● Description of the task
In the account of medical training in Kottayam below, which disorder affected the assistant professor who taught Internal Medicine?

While studying medicine at the Medical College in Kottayam, I had to rotate through various clinical departments before taking the final exams to qualify as a full-fledged doctor, and then, had to do a year’s internship before actually becoming, what people call, an ‘MBBS doctor’! One of my teachers in Internal Medicine, then an assistant professor, was unfortunately affected by Kleptomania, an obsessive-compulsive disorder, as psychiatrists describe the disease. People affected by this strange disorder cannot, despite themselves, control the urge to steal anything, for reasons other than personal use or financial gain.
I realised I was at the receiving end of my teacher’s illness during my posting in Internal Medicine when I found one of the oldest editions of Hutchison’s Clinical Methods, which my mother’s sister had given me, missing. As a medical student, she had used that edition. Older editions of textbooks were crispier and to the point, and therefore, more enjoyable to read than the latest and modern books.

● Collected material
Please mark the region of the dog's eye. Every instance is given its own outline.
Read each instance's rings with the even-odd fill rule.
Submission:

● Answer area
Kleptomania, an obsessive-compulsive disorder.